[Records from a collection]
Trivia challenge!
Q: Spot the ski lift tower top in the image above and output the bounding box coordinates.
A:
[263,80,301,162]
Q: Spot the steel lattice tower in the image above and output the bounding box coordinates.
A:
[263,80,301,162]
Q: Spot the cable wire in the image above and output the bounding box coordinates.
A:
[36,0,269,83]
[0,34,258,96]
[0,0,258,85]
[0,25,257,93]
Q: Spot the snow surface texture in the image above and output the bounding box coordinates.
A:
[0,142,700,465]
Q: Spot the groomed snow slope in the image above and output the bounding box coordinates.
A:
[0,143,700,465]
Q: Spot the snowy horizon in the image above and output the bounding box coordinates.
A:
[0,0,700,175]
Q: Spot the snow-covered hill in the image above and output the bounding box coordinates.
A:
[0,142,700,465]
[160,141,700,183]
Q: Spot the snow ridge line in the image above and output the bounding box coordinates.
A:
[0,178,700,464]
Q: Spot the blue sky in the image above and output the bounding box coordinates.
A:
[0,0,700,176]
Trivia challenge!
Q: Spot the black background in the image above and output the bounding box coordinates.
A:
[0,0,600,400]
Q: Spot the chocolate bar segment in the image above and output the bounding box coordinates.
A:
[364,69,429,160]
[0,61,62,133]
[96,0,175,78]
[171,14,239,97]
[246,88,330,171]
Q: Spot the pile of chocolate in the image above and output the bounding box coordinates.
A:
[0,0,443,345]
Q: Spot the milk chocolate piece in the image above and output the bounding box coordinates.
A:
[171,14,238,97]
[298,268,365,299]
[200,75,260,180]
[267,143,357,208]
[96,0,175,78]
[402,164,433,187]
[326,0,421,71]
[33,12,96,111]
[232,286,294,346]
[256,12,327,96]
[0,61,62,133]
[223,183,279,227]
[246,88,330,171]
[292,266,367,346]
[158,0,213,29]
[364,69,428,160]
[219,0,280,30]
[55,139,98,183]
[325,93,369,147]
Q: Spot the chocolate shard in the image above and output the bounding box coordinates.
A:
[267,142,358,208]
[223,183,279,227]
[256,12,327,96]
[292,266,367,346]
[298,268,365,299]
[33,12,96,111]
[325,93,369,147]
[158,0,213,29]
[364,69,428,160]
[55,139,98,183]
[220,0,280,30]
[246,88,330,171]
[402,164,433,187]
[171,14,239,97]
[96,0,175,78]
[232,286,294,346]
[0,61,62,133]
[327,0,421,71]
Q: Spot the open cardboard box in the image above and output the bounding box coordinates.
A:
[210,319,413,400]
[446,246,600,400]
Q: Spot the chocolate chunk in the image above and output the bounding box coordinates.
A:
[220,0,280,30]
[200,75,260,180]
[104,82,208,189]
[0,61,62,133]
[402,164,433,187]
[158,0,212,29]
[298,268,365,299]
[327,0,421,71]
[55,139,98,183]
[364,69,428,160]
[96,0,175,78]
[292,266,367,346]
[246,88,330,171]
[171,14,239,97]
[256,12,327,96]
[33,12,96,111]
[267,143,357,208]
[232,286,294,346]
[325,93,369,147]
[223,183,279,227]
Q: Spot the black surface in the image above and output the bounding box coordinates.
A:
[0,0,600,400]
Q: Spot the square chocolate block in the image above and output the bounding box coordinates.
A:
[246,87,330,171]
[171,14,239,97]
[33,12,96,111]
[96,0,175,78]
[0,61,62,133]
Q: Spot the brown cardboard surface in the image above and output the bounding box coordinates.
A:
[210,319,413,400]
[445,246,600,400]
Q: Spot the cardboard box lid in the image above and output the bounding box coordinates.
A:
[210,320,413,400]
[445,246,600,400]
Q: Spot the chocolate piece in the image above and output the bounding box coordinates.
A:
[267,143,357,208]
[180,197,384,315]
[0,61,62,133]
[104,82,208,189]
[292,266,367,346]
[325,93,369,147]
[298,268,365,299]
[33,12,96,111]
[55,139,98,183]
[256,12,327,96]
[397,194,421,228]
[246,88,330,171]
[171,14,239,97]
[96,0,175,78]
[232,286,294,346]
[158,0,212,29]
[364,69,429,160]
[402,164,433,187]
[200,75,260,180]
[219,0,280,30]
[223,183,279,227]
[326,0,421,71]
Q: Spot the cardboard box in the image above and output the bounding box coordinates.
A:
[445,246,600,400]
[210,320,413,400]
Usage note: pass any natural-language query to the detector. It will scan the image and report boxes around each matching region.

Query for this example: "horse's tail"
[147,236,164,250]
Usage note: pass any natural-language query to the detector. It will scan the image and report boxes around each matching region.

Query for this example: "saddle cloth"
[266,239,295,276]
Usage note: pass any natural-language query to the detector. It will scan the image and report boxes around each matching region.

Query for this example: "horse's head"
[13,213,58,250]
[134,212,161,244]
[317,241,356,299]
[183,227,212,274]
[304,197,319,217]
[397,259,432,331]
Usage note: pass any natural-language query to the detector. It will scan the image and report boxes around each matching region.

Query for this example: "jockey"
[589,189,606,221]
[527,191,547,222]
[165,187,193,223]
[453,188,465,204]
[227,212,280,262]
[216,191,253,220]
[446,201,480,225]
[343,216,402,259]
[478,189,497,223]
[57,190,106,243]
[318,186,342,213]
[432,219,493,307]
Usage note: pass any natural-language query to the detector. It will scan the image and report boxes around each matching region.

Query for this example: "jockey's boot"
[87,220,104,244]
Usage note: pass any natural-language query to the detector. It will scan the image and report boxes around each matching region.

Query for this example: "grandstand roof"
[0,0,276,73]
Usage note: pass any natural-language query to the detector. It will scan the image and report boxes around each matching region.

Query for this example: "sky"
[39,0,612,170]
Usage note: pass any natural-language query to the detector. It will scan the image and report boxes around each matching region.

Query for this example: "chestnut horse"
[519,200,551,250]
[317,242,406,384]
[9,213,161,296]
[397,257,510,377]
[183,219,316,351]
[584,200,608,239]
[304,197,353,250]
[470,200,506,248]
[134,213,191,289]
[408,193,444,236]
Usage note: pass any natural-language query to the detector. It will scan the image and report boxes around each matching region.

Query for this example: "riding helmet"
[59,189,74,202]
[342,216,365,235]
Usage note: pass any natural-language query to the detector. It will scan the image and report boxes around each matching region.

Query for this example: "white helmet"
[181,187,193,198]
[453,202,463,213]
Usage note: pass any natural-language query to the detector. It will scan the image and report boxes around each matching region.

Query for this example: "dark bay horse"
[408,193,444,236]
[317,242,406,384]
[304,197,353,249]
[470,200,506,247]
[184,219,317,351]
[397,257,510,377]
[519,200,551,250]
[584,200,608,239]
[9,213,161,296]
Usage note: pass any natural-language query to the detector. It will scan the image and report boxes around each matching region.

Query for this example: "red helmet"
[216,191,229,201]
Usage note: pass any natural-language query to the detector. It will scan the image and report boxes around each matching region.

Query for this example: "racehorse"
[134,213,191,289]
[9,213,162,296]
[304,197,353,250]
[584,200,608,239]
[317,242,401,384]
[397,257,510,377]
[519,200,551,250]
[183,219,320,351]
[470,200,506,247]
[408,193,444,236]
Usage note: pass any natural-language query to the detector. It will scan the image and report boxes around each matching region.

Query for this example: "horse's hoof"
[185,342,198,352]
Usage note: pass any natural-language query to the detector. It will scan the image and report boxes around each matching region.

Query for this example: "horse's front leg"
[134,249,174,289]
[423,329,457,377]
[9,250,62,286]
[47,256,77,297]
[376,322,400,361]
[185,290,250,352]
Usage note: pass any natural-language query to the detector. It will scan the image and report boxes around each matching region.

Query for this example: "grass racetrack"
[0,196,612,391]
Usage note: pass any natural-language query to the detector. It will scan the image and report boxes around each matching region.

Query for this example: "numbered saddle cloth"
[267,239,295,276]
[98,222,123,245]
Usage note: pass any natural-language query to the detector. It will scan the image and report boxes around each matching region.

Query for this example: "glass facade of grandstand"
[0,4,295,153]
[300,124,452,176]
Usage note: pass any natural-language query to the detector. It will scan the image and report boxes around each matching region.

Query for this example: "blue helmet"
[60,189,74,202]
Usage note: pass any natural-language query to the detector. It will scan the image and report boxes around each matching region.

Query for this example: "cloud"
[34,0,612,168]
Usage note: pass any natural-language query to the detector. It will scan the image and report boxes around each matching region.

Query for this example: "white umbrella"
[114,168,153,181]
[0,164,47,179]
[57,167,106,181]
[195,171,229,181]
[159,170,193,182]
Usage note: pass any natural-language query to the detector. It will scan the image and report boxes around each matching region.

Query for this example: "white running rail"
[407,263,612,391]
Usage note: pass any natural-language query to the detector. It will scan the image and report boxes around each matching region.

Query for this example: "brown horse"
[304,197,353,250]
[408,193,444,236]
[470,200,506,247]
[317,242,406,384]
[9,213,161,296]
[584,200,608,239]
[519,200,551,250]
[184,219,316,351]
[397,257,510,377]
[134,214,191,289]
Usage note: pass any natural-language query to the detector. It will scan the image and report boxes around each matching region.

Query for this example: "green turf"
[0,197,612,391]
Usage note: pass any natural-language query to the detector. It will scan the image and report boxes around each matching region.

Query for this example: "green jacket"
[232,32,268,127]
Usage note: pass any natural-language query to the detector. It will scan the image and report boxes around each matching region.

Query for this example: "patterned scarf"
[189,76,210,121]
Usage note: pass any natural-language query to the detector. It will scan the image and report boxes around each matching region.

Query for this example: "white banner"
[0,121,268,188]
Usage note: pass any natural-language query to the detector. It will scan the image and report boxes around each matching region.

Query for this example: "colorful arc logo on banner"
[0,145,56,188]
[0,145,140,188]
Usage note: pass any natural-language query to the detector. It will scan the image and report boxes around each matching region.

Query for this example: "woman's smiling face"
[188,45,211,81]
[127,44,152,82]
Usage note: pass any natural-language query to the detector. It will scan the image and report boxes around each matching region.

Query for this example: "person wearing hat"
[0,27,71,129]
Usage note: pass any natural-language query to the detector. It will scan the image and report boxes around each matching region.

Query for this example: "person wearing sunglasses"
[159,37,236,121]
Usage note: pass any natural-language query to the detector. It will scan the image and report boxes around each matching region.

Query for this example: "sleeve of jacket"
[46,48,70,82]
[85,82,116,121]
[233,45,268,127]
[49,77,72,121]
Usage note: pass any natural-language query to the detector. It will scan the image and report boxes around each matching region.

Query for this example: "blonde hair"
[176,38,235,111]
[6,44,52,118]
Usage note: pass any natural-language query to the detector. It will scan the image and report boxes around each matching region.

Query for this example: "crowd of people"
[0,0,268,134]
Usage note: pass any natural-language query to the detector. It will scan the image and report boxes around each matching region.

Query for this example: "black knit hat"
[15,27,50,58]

• _WORK TO COMPLETE_:
Copy the listing from its beginning through the line containing "[0,0,700,175]", substituting "overhead line" for "cable wire" and leaving every other part unchanged.

• _COMPLETED TASK_:
Trivia challenge!
Q: Spot the ski lift tower top in the image above and output the bounding box coordinates.
A:
[263,80,301,162]
Q: Spot the steel lattice tower in the image above and output the bounding box coordinates.
A:
[263,80,301,162]
Q: Spot the overhead line in the image above and output the bounding box coordinates.
A:
[36,0,269,83]
[0,34,258,96]
[0,0,258,85]
[0,25,257,93]
Q: Spot the snow surface texture in the image above and output the bounding box coordinates.
A:
[0,142,700,465]
Q: Spot the groomed snow slope in the image above and output the bounding box coordinates.
A:
[0,143,700,465]
Q: Spot the snowy horizon in the image above and output the bounding box coordinates.
A:
[0,0,700,175]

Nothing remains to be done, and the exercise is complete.